[Pointing and labeling entries]
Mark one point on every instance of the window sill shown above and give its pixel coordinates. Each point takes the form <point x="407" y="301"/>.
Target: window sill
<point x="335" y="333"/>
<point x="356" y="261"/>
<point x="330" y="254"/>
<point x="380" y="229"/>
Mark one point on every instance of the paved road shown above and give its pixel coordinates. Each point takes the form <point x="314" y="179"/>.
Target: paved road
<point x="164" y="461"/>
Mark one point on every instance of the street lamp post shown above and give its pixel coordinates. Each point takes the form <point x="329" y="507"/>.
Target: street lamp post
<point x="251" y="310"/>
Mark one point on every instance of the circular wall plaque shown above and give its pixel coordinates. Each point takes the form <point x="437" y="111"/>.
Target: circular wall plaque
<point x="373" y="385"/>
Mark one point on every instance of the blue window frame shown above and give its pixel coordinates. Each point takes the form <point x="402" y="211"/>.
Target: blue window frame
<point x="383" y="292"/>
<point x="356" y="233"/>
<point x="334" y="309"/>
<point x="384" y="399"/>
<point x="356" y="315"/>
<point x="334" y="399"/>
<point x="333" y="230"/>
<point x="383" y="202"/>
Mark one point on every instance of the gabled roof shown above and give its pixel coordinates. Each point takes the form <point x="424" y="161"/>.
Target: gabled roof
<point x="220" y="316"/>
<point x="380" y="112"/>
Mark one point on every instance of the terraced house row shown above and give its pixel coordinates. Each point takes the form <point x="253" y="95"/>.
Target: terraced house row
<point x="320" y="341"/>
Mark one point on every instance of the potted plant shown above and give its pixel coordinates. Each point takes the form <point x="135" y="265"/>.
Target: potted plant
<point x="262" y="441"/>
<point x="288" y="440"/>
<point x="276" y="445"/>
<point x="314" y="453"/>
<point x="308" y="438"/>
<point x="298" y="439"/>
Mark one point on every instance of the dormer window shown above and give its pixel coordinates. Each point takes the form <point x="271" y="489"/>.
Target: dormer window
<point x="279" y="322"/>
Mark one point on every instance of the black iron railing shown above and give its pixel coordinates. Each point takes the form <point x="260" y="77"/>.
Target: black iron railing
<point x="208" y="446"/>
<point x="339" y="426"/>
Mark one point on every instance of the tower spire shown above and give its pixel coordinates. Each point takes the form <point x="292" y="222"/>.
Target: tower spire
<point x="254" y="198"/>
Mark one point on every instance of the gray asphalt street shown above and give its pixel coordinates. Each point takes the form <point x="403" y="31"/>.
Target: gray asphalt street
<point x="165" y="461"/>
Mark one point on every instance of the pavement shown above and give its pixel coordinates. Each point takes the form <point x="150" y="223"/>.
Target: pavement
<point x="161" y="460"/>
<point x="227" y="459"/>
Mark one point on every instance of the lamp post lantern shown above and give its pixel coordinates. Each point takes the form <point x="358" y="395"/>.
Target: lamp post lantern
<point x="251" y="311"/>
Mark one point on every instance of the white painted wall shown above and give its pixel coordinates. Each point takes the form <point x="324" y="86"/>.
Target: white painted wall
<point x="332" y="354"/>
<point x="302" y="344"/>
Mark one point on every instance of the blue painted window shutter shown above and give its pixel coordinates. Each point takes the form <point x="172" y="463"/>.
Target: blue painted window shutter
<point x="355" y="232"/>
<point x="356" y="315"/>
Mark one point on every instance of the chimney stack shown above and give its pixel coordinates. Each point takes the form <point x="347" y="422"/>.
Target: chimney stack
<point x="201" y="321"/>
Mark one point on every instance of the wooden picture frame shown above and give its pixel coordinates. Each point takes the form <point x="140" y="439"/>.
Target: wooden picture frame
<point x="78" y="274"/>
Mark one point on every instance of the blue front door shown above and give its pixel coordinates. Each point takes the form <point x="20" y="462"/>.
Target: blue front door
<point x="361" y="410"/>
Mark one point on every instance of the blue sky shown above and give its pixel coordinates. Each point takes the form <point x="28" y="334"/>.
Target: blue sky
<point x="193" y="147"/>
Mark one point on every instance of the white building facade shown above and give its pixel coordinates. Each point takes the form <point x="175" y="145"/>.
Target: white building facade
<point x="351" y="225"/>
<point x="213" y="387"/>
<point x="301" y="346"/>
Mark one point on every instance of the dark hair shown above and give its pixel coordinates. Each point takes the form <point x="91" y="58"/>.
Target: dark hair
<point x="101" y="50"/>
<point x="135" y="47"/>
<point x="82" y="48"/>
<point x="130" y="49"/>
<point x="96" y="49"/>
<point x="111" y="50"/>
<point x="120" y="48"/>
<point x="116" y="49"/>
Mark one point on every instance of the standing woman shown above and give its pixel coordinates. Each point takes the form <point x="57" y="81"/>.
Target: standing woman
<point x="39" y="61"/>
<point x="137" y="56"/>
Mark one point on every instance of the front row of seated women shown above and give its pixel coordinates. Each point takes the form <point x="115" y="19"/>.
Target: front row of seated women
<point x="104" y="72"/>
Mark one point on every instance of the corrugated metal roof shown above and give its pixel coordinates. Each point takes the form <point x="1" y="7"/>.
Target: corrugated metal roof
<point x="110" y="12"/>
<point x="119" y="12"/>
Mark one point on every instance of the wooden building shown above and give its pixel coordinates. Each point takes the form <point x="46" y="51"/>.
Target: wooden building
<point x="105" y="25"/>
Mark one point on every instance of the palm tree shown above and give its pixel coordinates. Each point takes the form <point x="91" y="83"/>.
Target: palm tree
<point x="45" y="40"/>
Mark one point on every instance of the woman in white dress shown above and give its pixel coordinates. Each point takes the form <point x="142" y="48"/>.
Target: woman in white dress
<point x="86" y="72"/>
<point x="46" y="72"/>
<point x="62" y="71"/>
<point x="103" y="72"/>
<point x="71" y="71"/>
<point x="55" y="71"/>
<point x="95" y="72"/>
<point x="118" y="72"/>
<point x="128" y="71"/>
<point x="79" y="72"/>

...

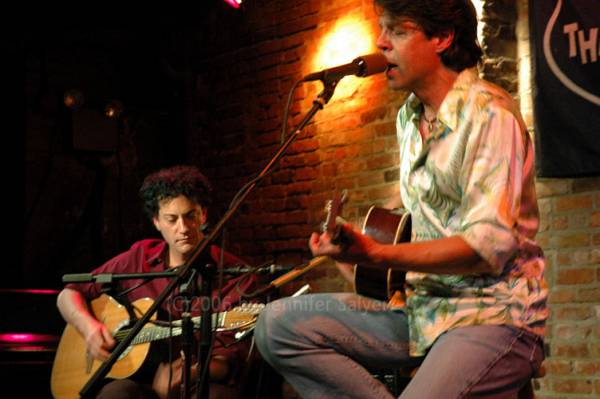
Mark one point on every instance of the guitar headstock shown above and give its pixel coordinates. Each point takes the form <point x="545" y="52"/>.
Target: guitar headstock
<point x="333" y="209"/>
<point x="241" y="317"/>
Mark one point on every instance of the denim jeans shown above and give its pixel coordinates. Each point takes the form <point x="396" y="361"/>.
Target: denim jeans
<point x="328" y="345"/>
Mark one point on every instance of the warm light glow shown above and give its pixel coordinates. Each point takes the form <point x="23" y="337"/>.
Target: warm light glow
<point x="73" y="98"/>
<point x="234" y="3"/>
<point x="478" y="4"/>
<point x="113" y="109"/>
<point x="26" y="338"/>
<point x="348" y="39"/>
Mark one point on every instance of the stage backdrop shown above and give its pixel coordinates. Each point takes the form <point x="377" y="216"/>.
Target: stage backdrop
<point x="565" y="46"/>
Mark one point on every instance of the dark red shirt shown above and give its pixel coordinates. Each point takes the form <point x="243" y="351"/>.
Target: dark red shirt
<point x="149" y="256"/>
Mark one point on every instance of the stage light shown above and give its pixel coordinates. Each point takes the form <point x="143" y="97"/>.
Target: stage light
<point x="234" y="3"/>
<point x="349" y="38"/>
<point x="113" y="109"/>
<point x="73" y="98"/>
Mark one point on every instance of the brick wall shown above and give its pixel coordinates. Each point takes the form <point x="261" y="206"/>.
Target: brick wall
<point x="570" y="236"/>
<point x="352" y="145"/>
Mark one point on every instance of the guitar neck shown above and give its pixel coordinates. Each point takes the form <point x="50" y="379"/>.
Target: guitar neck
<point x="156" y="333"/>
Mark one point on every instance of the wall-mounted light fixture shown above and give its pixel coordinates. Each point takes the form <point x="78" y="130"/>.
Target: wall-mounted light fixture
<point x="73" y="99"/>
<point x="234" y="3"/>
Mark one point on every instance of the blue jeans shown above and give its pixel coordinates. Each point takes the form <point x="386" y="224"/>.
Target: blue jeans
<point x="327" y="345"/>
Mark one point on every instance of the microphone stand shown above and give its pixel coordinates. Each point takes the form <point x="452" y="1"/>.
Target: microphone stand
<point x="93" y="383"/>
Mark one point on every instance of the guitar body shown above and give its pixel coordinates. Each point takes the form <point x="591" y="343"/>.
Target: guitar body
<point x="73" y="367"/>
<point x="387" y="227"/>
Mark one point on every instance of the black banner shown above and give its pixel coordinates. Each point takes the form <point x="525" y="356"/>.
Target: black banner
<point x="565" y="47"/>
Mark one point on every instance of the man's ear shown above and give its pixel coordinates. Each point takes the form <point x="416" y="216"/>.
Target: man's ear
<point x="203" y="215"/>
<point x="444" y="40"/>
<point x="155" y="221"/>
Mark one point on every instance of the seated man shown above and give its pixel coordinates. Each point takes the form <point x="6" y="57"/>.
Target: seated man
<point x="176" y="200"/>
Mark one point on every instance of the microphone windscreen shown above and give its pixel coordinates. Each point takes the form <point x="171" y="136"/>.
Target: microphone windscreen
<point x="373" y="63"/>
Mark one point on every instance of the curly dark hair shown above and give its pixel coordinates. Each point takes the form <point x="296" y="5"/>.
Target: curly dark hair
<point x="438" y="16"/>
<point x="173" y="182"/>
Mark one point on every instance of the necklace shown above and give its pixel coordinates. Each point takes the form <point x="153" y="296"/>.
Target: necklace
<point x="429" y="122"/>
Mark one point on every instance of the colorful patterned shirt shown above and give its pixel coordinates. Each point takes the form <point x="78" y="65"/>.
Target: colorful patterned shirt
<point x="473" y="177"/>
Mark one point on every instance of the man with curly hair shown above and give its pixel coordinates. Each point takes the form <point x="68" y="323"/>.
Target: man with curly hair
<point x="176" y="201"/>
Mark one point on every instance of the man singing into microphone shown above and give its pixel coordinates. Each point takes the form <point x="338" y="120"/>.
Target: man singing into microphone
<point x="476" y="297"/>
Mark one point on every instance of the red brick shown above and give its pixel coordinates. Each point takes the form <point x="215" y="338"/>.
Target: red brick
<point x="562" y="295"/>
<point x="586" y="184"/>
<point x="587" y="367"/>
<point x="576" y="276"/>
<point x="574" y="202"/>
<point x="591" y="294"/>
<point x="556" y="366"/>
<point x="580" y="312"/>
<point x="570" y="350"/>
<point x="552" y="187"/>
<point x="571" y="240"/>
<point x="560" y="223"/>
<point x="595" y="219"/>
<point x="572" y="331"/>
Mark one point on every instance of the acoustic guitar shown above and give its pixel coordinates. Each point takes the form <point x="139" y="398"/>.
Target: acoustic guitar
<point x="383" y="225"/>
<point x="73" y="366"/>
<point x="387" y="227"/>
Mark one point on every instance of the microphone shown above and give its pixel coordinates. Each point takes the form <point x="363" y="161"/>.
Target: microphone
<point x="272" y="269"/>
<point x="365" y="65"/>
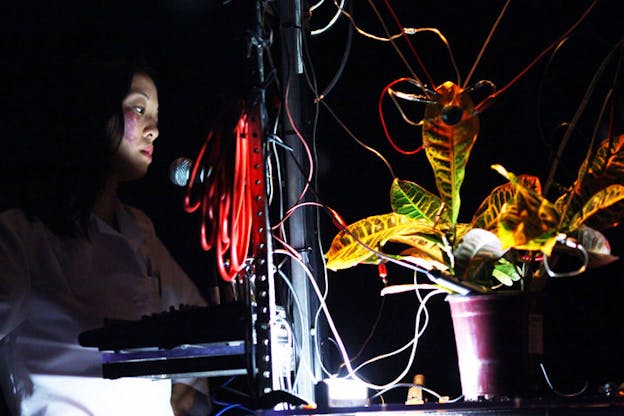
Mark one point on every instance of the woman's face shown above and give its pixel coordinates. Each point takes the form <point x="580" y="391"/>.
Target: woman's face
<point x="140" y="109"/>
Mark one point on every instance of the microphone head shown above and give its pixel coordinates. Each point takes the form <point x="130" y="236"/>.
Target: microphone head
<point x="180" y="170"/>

» **PROBLEM DESCRIPTION**
Count the lines of the pointing and labeling entries above that contain the string "stage". Give only the number.

» **FINAL RESULT**
4